» TRECHO SELECIONADO:

--*--

FOLHA - Como seus filhos reagiram?
TRANCHESI - Eu tinha medo da reação deles. Quando fui levada para prestar depoimento, os filhos é que sempre vinham à cabeça. Eu lembrava que, uma vez, tinha comentado sobre uma fábrica de sapatos que não dava nota [fiscal]. Luciana, minha filha, estava junto e disse: "Mãe, sonegar é crime". Então, aquilo não me saía da cabeça, aquela menininha falando para mim que "sonegar é crime", e eu lá, colocada como a maior sonegadora do país. Ficou uma imagem horrorosa minha, da Daslu. Todo o resto que a gente tinha feito a vida inteirinha, lavou, não existe mais?

FOLHA - Como as ações policiais e da Receita afetaram os negócios?
TRANCHESI - Fiquei 12 meses sem conseguir importar. A gente trouxe um monte de mercadorias, mas ficaram retidas. Vieram todos os rumores de que iríamos quebrar ou de que venderíamos a Daslu. Tive de reduzir o número de funcionários. Para mim, foi dificílimo. Mas não está em questão vender [a butique].

--*--

Dados armazenados
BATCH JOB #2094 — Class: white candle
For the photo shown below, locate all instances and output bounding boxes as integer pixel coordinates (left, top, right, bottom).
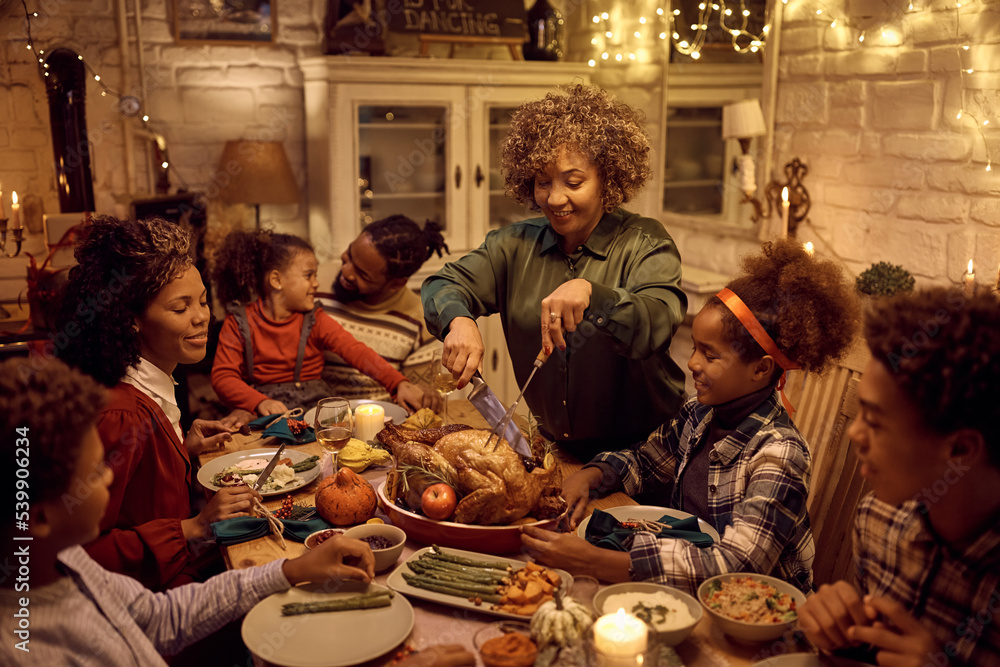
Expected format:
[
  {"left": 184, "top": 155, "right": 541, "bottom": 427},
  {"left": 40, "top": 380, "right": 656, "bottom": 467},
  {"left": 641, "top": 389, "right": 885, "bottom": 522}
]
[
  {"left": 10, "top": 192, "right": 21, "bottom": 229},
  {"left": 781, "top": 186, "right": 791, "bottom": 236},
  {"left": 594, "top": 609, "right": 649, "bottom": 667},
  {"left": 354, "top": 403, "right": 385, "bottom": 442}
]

--*--

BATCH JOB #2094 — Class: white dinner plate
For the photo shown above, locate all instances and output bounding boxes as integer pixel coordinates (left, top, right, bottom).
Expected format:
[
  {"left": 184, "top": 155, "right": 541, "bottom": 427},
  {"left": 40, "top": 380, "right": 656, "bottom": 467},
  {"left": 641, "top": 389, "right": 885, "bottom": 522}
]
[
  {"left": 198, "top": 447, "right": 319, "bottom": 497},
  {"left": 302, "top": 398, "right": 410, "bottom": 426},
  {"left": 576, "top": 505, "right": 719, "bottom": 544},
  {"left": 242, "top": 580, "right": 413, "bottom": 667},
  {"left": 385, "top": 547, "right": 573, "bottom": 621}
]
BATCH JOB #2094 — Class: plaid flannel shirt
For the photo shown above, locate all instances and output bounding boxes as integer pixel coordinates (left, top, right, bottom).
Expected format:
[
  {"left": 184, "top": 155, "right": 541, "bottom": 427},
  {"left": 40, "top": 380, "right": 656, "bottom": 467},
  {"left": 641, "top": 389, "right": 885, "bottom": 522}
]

--*--

» DETALHES DO EXERCÍCIO: Na entrevista, enumere os efeitos sobre os negócios que Tranchesi relata ao responder "Como as ações policiais e da Receita afetaram os negócios?". Os registros não são necessários para resolver o exercício.

» RESPOSTA ESPERADA:
- Ela ficou 12 meses sem conseguir importar.
- As mercadorias trazidas ficaram retidas.
- Surgiram rumores de que a Daslu iria quebrar ou seria vendida.
- Ela teve de reduzir o número de funcionários.